Task to carry out:
According to the post below about the LMRL workshop, what did each paper submitted to the workshop have to include?

Document text:

- - - -

I recently attended the Learning Meaningful Representations of Life (LMRL) workshop at ICLR 2025. The goal of LMRL is to highlight machine learning methods which extract meaningful or useful properties from unstructured biological data, with an eye towards building a virtual cell. I presented my paper which demonstrates how standard Transformers can learn to meaningfully represent 3D coordinates when trained on protein structures. Each paper submitted to LMRL had to include a “meaningfulness statement” – a short description of how the work presents a meaningful representation.
What makes a representation meaningful?
After attending the workshop, I realized that the word “meaningful” can take on different meanings to different people. I picture meaningful representations as those which are interpretable, generalizable, and internally consistent. For instance, Alex Rives, one of the creators of ESM, gave a great talk on different iterations of ESM and the emergence of structure in protein language models. To me, this an amazing example of machine learning models learning something deep about the natural world.
However, “meaningful” can also be thought of as synonymous with “useful”. Practically, many useful ML projects tend to be lighter on the analysis of representations in order to focus on elements like experimental validation. While this is undoubtedly important, it often tells us little about how or what the models are learning. Most real-world success in biological ML is driven by better data which often times has nothing to do with how that data is being represented.
“Life” is studied in drastically different ways
A goal of the workshop was to explore ways to harmonize representations of different biological data modalities towards building a virtual cell model. The invited speakers were reflective of this goal: there were talks on protein language models, epidemiological statistics, biomedical imaging, flow cytometry, and more. Progress towards a virtual cell model was an ambitious goal for a one-day workshop, and I found it difficult to link the individual methods together. I enjoyed learning about other disciplines, but I also found myself wishing there was more time to chat with the other protein researchers.
A virtual cell?
During the panel discussion, one speaker described the virtual cell as a useful north star for our field. I think I agree, although we are so far away that it is hard to even imagine what a virtual cell might look like. For instance, we still struggle to reliably (or quickly) predict static protein structures for membrane proteins or antibody-antigen complexes even when we know that an antibody is a binder. To start integrating data like cellular imaging or even metabolic networks will require structure models that are orders of magnitude faster and more accurate than we have today. Hopefully, as we continue to imagine what a virtual cell might be able to do, it will pull researchers to create radically new methods to fill these gaps.

- - - -

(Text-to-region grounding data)

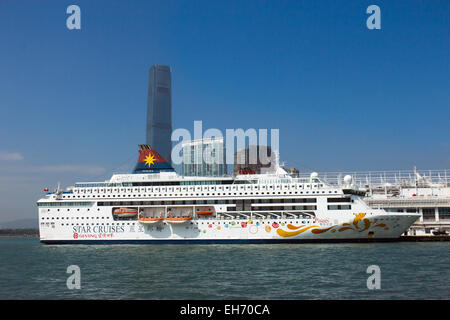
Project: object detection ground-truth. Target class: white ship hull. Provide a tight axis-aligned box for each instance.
[37,145,420,244]
[40,208,419,244]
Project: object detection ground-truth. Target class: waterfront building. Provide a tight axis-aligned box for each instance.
[181,138,227,177]
[233,145,275,175]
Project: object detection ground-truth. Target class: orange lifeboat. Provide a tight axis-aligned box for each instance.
[138,218,163,224]
[197,210,213,216]
[113,208,137,218]
[166,217,192,223]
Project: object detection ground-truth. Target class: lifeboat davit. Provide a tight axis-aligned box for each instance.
[138,218,163,224]
[166,217,192,223]
[197,210,213,216]
[113,208,137,218]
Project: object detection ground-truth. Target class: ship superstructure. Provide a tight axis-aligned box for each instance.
[37,145,420,244]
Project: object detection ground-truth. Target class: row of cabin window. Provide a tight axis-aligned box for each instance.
[63,191,337,199]
[73,184,323,193]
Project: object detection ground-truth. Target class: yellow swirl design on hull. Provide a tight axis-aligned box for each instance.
[277,226,319,238]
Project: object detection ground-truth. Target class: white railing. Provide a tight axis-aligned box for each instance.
[299,170,450,188]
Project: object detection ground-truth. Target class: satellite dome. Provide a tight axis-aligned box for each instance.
[344,175,352,184]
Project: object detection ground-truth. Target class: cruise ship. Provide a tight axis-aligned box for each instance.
[37,145,420,244]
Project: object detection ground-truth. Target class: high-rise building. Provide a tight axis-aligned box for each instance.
[181,138,227,177]
[233,145,275,175]
[146,65,172,164]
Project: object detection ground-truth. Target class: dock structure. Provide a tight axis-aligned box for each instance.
[300,168,450,236]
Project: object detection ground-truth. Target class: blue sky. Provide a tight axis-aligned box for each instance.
[0,0,450,222]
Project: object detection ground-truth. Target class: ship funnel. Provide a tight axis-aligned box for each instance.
[133,144,175,173]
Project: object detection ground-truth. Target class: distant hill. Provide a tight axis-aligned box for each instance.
[0,218,39,229]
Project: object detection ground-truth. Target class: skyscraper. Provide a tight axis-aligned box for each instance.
[146,64,172,164]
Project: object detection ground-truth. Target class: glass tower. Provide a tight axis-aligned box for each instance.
[146,65,172,164]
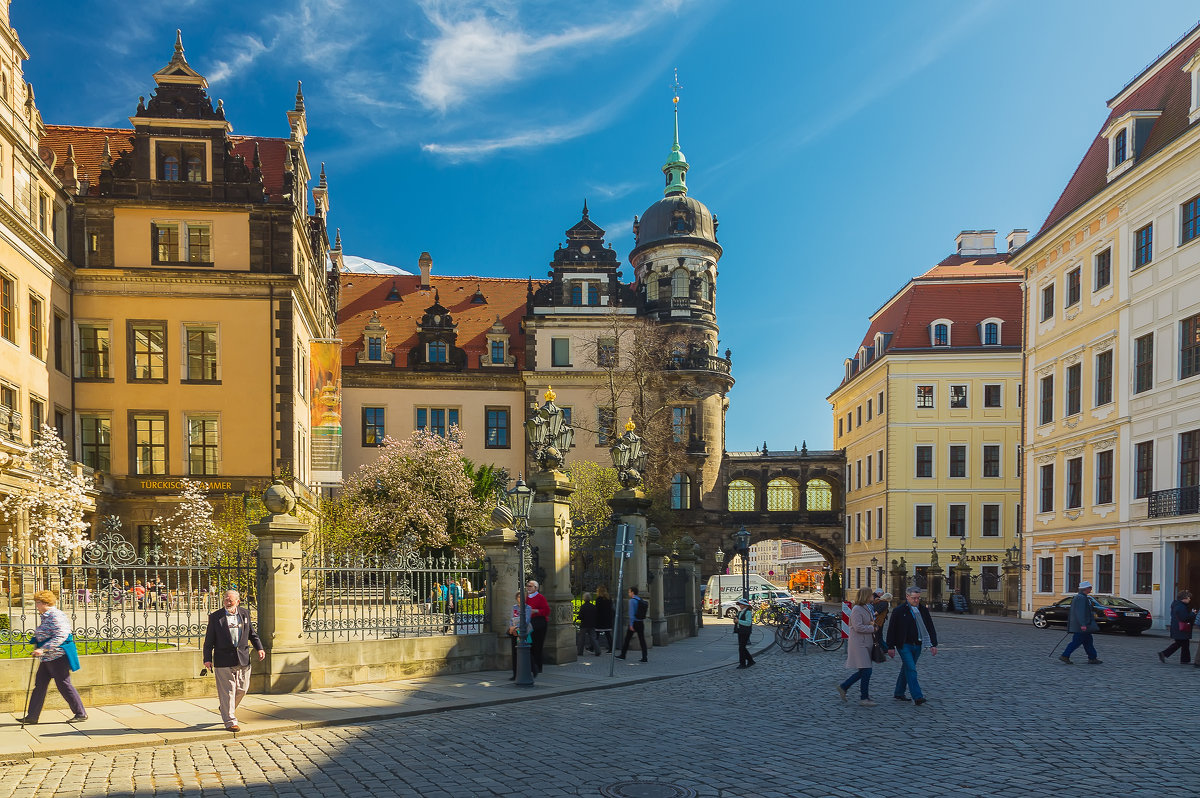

- - - -

The answer:
A "meaningfulness statement," a short description of how the work presents a meaningful representation.